TAREFAS A CUMPRIR:
[1] No texto sobre as melhores leituras de 2021, em que mês as listas tinham sido prometidas?
[2] Retome o texto sobre as melhores leituras de 2021 a partir do ponto em que ele para.

Melhores Leituras - 2021
Gente, eu sei, eu estou absolutamente ciente de que já é fevereiro. E eu também estou ciente que eu prometi essas listas em dezembro, o mês em que elas faziam sentido. Mas eu, você, sua tia, seu cachorro, estávamos exaustos no fim do ano e eu particularmente estava tão exausta que nem uma listinha dessas eu conseguia fazer. Mas agora é um novo ano, eu saí de férias, dormi, nunca mais vou dar aula online pra gente de 14 anos e vamos lá. Vamos fingir que ainda faz sentido, vamos fingir que é deliberado, uma coisa assim slow blogging e vamos para os meus melhores de 2021.

LINHAS FORNECIDAS:
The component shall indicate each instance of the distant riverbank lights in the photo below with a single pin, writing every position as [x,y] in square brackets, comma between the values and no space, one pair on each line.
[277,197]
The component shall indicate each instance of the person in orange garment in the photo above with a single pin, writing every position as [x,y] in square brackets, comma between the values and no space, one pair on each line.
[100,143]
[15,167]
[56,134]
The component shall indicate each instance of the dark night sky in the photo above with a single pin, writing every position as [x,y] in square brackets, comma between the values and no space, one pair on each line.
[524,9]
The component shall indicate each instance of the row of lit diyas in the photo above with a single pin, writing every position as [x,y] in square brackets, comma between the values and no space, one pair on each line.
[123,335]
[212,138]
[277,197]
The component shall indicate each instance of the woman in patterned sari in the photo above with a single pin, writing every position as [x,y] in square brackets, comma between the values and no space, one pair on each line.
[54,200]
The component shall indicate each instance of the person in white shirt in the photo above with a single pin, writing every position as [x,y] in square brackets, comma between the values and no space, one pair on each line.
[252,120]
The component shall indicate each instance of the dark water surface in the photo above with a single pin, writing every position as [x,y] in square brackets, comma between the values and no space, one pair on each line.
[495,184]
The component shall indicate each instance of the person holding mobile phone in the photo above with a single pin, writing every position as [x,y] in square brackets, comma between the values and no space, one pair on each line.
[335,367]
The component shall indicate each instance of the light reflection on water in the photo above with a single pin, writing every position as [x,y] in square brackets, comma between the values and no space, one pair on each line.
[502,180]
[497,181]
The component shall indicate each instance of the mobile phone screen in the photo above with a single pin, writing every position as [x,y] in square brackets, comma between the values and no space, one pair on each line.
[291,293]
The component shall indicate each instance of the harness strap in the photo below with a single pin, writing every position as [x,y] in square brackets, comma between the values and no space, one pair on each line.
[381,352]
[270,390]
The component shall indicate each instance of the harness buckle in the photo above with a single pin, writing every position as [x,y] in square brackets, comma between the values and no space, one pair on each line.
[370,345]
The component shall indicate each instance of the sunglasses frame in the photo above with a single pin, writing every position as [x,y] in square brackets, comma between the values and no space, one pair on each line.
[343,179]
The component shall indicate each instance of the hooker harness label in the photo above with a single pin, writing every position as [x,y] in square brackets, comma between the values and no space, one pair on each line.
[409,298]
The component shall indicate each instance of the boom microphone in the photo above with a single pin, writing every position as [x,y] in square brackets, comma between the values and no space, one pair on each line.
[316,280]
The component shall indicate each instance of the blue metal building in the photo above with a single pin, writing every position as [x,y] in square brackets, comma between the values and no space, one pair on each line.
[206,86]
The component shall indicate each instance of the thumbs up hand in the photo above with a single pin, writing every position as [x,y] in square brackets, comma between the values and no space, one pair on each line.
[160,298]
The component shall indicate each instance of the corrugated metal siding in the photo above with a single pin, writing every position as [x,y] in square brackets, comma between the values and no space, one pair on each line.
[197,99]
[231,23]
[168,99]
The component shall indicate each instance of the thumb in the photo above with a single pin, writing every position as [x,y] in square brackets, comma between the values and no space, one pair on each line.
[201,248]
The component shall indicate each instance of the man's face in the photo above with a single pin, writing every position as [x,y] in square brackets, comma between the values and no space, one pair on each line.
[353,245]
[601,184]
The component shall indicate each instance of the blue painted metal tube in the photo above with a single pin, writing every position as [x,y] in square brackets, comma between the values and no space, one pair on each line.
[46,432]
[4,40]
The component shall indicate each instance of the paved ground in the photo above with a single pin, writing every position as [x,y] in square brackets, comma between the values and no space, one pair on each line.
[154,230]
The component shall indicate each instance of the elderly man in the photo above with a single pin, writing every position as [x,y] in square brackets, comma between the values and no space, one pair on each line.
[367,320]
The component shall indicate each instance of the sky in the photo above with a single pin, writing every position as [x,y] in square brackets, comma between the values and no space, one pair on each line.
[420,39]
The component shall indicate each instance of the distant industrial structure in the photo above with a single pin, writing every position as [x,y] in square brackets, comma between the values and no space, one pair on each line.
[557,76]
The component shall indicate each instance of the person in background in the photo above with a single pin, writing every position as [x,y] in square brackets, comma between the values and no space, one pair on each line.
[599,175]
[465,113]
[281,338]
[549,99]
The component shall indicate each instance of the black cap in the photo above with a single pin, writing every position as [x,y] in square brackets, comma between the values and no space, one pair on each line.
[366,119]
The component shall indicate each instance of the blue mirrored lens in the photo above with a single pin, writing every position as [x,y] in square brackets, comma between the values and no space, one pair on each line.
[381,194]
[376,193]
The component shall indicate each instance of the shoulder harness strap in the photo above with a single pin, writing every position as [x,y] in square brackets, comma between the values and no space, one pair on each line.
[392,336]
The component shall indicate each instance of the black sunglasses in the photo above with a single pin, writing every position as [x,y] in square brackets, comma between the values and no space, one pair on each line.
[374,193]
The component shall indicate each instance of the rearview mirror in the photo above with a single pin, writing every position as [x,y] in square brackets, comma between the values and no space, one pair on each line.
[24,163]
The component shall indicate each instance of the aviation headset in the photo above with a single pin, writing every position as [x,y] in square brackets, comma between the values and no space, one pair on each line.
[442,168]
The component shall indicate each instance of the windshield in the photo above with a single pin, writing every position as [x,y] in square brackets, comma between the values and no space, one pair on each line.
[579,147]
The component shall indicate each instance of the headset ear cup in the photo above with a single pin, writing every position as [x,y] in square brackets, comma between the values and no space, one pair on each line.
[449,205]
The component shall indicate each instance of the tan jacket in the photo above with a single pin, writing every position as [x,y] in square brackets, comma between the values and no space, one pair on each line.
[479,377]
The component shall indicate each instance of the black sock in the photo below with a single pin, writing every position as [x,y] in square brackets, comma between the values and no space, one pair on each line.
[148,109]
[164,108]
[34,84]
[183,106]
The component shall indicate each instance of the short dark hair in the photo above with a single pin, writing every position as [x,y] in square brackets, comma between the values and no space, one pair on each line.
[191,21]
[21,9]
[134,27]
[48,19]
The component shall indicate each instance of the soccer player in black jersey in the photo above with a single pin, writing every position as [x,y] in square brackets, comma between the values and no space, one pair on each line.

RESPOSTAS EM ORDEM:
[1] Em dezembro.

[2]
Essa é a primeira de três newsletters, com as minhas melhores leituras do ano passado. Ao longo da semana vocês também receberão uma com os melhores filmes e melhores séries, mas antes eu quero estabelecer uns critérios: no caso da lista de livros, eu só decidi incluir as melhores coisas que li ano passado, não importa quando elas foram escritas. E isso porque eu raramente dou atenção para lançamentos assim tão rápido e em geral só chego em livros novos depois que eles fizeram o ciclo de ganhar vários prêmios e ir parar em várias listas de melhores do ano. Em 2021 eu acho que só li dois livros que realmente foram lançados naquele ano sendo que um foi escrito por um amigo meu e o outro é o da Sally Rooney. Portanto, os melhores livros de 2021 é só os melhores livros que eu li em 2021, mas eles podem ter sido escritos em 1300. Para livros e séries eu vou adotar outro critério, ainda igualmente arbitrário, mas disso a gente fala depois.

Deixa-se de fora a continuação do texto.